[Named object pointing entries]
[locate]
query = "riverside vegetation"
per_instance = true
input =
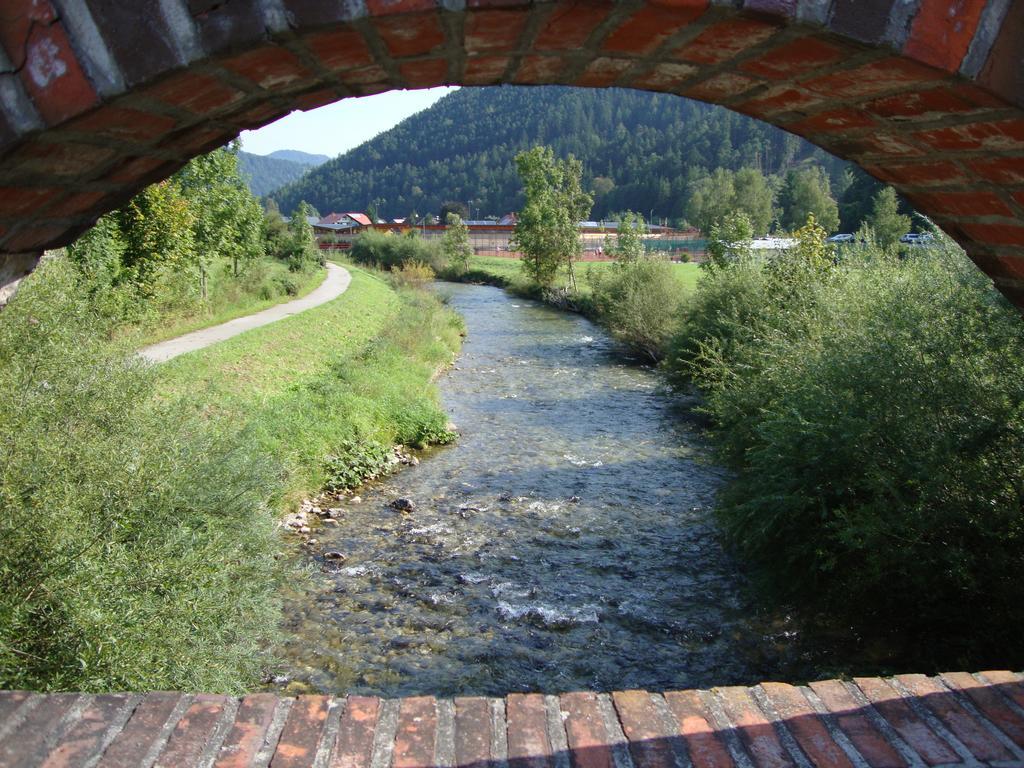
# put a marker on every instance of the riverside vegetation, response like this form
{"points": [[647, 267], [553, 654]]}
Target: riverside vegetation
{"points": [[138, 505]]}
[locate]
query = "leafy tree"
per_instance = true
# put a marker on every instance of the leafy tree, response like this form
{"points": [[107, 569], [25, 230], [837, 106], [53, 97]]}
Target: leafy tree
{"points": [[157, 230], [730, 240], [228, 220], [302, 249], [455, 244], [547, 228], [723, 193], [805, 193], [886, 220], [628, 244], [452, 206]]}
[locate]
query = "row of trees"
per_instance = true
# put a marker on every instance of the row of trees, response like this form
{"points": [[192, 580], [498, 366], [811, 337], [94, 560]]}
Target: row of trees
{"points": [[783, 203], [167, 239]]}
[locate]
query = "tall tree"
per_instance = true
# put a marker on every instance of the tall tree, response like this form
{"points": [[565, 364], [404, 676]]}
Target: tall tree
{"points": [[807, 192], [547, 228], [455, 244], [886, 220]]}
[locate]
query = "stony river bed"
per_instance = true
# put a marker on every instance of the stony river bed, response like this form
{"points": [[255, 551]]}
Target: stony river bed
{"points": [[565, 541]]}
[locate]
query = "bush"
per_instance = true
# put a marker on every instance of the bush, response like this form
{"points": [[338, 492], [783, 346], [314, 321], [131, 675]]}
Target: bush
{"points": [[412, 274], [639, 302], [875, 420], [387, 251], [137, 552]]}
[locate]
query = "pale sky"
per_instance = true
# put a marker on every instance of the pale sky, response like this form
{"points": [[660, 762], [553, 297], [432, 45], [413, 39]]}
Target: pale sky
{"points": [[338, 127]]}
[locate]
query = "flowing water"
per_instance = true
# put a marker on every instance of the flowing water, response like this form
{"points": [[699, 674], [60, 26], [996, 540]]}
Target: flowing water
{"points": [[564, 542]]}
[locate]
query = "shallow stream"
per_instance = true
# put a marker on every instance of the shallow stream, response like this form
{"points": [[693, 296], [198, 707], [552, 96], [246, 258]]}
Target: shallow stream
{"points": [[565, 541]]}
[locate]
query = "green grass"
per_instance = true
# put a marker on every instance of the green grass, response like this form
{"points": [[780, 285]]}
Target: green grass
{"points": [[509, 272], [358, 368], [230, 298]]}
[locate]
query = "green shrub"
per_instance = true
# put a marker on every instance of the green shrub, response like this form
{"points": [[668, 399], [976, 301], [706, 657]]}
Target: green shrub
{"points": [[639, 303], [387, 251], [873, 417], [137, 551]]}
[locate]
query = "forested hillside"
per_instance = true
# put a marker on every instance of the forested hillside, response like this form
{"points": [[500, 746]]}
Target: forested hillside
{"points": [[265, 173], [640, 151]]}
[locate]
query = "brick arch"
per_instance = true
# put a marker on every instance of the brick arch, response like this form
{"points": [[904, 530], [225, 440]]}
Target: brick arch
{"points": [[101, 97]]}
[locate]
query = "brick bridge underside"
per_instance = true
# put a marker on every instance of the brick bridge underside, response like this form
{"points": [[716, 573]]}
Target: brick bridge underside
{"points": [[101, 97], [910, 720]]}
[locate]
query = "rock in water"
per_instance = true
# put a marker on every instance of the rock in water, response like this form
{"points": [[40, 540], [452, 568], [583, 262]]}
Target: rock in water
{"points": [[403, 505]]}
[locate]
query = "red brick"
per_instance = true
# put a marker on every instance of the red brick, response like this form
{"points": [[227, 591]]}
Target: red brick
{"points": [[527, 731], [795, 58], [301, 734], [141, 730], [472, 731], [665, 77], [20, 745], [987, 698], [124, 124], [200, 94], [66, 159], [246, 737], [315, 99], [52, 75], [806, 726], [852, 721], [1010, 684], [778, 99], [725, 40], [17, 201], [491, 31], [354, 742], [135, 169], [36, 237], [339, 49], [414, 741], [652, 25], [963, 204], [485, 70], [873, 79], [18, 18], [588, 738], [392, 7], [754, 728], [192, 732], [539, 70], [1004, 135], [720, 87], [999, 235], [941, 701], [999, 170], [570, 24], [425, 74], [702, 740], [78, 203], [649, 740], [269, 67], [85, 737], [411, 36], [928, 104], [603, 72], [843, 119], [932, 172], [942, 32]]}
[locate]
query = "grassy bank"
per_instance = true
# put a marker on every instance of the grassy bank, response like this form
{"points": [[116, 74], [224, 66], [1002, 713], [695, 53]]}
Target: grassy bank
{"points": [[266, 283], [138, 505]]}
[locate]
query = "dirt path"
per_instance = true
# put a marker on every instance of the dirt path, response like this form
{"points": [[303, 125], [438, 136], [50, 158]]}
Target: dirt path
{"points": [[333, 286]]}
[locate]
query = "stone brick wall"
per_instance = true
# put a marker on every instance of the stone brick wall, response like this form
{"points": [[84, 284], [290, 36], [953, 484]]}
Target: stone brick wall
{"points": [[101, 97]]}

...

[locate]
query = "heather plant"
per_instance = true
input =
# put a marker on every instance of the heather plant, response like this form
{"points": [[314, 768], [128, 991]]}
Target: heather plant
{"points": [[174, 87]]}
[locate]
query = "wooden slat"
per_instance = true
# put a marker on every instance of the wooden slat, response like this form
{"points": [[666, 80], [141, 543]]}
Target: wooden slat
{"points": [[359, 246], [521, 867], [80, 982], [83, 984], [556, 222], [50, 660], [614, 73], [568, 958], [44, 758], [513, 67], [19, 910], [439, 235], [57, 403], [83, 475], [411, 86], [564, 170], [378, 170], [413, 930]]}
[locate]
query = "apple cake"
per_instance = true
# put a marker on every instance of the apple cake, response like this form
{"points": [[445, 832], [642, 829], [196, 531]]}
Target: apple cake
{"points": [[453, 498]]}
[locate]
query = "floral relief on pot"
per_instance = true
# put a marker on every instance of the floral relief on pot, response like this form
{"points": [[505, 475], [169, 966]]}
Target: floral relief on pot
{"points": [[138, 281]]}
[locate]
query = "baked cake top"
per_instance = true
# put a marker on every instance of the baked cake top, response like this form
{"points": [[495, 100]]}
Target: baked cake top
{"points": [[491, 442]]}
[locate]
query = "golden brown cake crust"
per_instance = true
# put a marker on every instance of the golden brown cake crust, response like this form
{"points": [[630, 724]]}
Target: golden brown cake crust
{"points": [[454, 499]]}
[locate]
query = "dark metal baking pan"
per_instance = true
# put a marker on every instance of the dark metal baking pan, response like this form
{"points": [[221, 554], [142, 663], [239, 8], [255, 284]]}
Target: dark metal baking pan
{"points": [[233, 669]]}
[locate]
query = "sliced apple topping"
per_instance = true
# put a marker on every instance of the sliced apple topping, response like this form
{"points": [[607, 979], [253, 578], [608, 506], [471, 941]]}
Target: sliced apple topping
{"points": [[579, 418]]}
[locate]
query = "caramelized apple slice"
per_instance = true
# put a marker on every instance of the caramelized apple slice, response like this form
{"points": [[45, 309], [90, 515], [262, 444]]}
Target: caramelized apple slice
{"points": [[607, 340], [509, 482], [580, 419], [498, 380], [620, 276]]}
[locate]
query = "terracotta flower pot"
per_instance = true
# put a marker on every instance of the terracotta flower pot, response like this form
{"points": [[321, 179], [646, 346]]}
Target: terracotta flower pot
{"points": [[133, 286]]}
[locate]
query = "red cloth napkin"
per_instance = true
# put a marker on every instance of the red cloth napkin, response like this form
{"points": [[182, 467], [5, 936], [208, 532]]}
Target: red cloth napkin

---

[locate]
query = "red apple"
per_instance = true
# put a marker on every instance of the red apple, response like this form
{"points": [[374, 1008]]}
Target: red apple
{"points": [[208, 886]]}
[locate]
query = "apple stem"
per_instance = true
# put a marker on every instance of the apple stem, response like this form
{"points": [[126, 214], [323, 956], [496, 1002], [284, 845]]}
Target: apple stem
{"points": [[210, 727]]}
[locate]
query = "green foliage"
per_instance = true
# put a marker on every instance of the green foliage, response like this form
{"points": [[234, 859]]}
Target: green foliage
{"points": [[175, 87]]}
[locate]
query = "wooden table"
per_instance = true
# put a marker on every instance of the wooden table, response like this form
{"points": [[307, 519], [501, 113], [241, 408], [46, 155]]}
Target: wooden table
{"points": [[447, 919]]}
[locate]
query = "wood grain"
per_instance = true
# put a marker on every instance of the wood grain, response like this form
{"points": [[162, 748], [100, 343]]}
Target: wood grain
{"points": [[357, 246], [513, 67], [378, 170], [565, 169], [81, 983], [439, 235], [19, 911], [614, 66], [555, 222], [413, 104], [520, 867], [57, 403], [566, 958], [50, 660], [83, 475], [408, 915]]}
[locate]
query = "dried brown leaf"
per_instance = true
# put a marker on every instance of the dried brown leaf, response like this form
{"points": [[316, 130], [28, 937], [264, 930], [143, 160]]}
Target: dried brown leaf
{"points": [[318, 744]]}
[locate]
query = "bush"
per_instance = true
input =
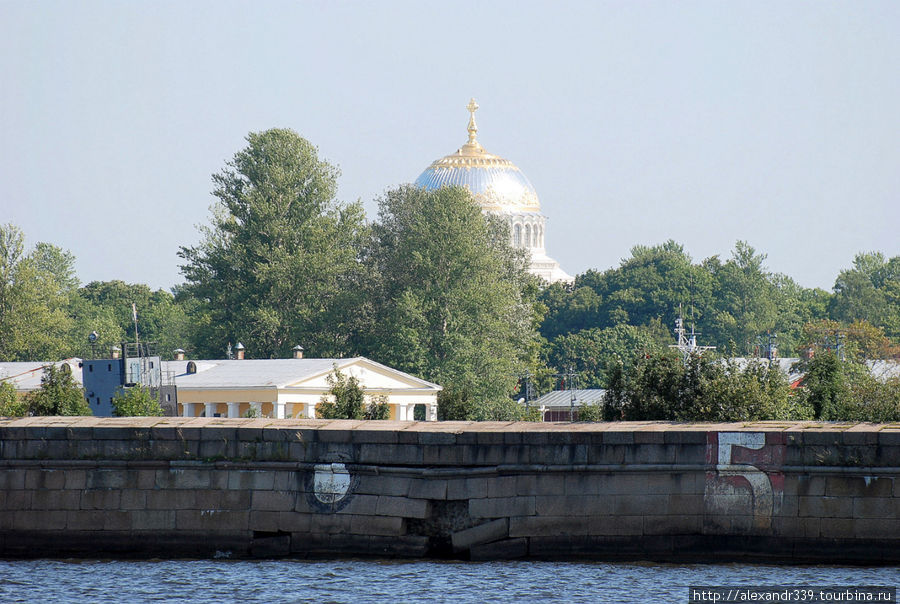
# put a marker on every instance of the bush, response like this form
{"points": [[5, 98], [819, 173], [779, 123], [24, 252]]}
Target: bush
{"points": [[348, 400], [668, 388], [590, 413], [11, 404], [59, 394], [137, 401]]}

Task statement: Pull out every line in the records that contains the word "grain", copying each one in full.

Output of the exercise:
query = "wood grain"
# put a marker on every instance of the wood grain, response like this form
Target: wood grain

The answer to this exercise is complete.